───── DATA ROWS

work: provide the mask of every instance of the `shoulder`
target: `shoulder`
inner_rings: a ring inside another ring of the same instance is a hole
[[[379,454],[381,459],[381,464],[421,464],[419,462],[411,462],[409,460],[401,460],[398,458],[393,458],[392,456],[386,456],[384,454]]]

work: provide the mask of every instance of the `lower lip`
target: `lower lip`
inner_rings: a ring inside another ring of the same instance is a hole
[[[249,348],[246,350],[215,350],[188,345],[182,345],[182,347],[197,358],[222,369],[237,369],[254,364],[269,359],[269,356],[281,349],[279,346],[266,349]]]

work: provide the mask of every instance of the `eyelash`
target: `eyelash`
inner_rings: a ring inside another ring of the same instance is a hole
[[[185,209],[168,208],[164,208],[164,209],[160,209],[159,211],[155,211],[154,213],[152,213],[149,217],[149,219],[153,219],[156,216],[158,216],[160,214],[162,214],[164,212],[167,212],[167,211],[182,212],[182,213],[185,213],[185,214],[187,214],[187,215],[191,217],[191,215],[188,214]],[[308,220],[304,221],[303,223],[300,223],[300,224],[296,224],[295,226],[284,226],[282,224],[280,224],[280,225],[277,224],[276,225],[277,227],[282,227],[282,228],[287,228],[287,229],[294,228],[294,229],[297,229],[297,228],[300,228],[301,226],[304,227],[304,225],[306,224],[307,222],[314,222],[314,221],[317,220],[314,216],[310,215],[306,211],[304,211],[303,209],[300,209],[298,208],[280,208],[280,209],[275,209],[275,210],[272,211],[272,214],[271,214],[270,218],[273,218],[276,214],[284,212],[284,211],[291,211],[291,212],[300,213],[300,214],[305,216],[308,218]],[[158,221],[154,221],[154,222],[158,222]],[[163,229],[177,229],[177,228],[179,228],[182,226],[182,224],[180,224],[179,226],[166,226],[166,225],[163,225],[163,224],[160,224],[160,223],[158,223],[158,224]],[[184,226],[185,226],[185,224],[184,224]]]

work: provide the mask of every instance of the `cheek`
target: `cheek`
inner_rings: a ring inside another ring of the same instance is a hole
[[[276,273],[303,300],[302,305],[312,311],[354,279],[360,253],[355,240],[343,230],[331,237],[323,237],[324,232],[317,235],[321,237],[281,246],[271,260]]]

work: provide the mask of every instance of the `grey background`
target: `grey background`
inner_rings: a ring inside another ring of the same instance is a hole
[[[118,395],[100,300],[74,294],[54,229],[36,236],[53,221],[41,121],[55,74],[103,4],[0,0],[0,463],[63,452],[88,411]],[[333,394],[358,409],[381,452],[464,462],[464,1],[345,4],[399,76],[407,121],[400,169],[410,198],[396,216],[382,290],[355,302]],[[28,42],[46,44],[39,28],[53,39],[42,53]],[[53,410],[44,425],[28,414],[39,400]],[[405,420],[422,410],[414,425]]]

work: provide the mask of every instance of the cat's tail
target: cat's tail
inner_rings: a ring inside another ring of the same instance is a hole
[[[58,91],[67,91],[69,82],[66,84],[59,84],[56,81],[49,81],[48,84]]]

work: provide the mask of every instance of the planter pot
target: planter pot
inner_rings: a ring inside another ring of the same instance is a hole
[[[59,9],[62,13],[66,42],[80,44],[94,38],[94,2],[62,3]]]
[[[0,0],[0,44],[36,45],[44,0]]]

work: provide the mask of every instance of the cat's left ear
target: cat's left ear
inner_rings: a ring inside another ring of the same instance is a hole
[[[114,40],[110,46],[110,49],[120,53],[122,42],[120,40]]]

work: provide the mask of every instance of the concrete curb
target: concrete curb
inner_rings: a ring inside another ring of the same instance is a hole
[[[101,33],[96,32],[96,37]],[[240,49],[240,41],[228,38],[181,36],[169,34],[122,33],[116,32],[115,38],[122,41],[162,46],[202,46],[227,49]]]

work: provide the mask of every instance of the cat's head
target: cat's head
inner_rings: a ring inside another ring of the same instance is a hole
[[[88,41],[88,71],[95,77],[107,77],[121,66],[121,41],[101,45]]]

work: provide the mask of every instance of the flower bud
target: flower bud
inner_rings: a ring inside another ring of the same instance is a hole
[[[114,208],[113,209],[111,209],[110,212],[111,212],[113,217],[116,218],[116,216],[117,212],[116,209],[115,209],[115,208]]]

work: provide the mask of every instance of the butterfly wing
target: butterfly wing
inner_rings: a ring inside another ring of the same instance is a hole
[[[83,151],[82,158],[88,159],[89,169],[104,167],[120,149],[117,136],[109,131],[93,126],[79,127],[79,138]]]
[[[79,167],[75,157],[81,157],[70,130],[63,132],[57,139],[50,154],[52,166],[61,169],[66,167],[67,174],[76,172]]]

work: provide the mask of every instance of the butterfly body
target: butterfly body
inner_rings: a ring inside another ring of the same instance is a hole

──────────

**SHORT EXERCISE**: Pull out every line above that contains the word "body", where case counts.

**CORRECT RESULT**:
work: provide the mask of every instance of the butterfly body
target: butterfly body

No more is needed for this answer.